Collected data
Segment Open

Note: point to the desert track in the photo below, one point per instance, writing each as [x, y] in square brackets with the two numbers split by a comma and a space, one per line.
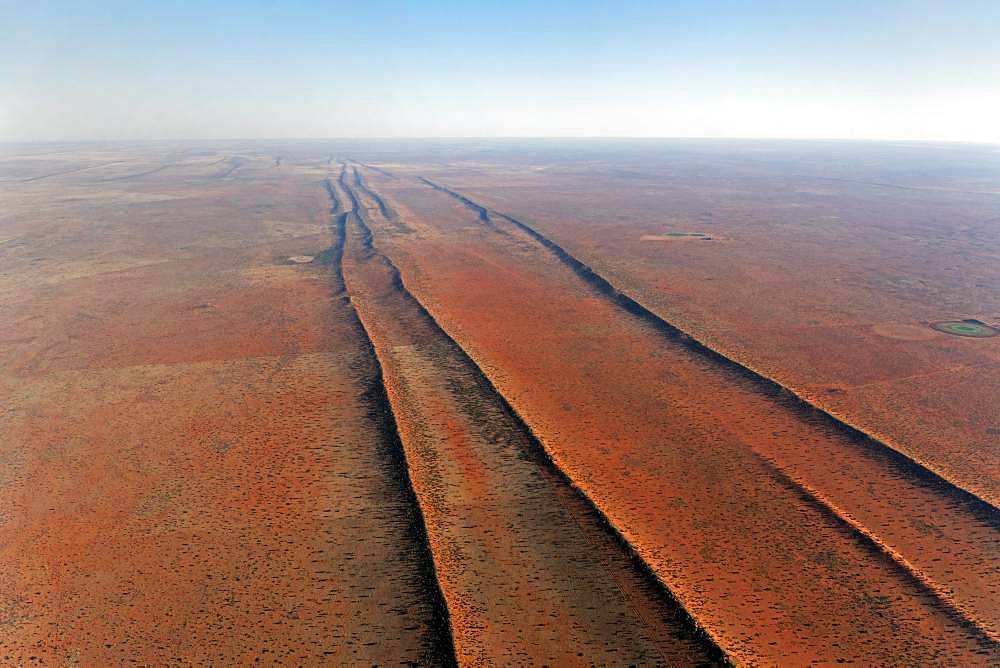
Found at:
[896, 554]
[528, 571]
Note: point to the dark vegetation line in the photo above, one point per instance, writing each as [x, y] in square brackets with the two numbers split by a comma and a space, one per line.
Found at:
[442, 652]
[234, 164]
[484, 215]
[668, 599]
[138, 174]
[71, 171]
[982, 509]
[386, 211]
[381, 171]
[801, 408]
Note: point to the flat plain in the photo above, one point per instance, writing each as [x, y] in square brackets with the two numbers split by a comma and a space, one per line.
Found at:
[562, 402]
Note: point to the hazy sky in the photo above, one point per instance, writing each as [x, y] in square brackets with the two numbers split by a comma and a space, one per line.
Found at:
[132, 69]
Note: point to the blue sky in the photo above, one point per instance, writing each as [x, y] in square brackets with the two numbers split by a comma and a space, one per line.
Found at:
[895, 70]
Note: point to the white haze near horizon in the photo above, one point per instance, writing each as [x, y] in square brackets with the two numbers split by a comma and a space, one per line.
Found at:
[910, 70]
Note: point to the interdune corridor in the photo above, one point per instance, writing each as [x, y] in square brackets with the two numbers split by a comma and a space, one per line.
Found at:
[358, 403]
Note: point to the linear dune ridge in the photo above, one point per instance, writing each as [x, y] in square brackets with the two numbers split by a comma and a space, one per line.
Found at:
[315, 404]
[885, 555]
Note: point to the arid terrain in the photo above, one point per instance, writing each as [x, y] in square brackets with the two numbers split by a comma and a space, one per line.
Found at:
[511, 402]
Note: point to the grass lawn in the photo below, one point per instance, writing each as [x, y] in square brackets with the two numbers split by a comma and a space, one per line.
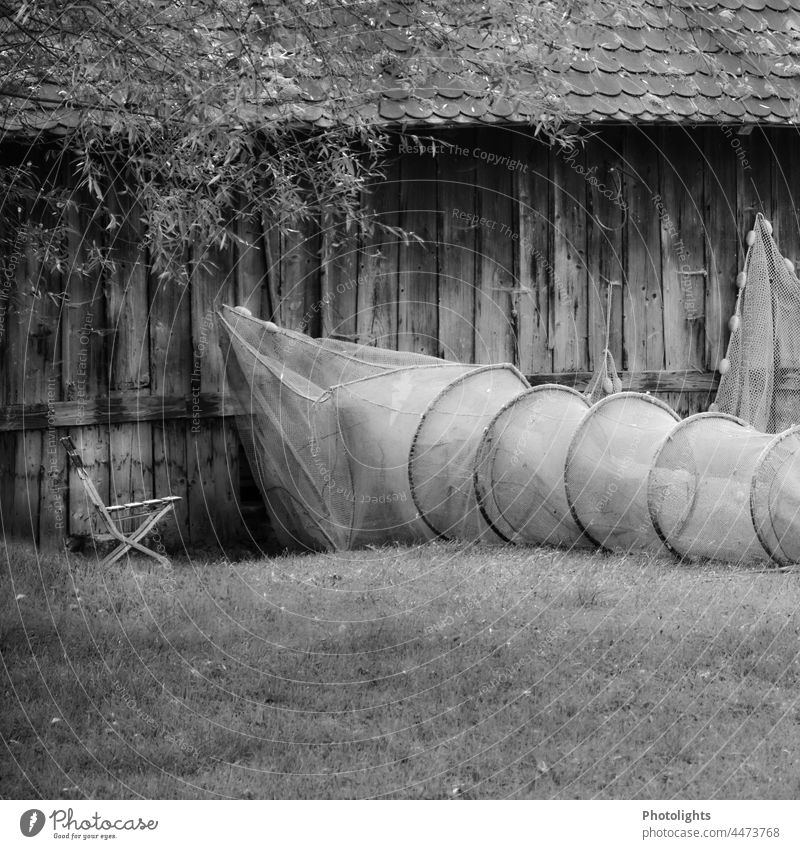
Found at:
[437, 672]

Segment Closed

### DIRECTIONS
Show the lines where the word "below" appears in the entries.

### COMPLETED EXERCISE
Note: point to the desert track in the photo below, one point per instance, writing each as [x, y] in square brackets with the two numbers split by a comma and a space, one per line.
Note: point to the grass lawn in the photo below, one point per instance, writing each as [x, y] in square brackets with the two numbers split by a comma and a space, one per line.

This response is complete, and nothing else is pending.